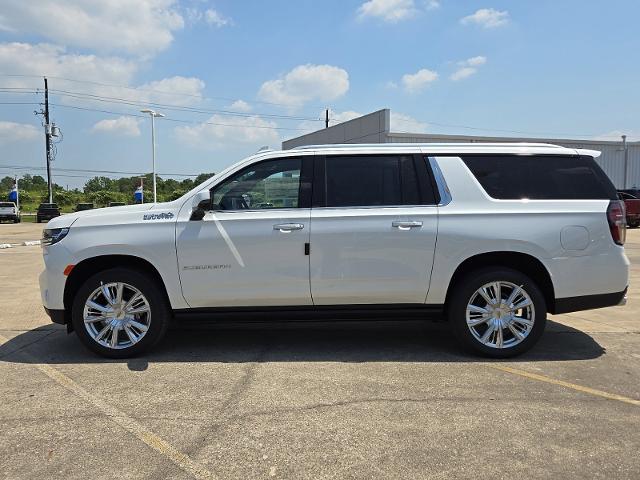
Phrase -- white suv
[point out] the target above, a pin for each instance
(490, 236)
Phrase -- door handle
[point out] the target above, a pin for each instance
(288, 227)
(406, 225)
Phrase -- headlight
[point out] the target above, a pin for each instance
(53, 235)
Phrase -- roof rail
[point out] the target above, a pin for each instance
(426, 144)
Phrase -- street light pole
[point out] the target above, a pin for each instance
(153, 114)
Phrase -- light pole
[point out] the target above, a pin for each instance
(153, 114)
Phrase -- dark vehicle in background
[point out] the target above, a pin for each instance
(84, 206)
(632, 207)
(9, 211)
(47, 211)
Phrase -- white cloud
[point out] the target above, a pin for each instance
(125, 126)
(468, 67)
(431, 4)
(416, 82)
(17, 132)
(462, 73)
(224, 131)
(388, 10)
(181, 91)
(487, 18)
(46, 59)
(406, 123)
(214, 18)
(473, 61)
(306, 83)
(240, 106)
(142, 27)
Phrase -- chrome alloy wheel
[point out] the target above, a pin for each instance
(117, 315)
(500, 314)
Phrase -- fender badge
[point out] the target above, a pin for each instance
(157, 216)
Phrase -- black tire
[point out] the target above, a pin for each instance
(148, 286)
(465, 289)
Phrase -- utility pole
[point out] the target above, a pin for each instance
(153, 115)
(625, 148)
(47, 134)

● ● ● ● ●

EXERCISE OBJECTIVE => Say how many lines in the records include the string "white", giving the figure by itself.

RESPONSE FOR THIS EXERCISE => 2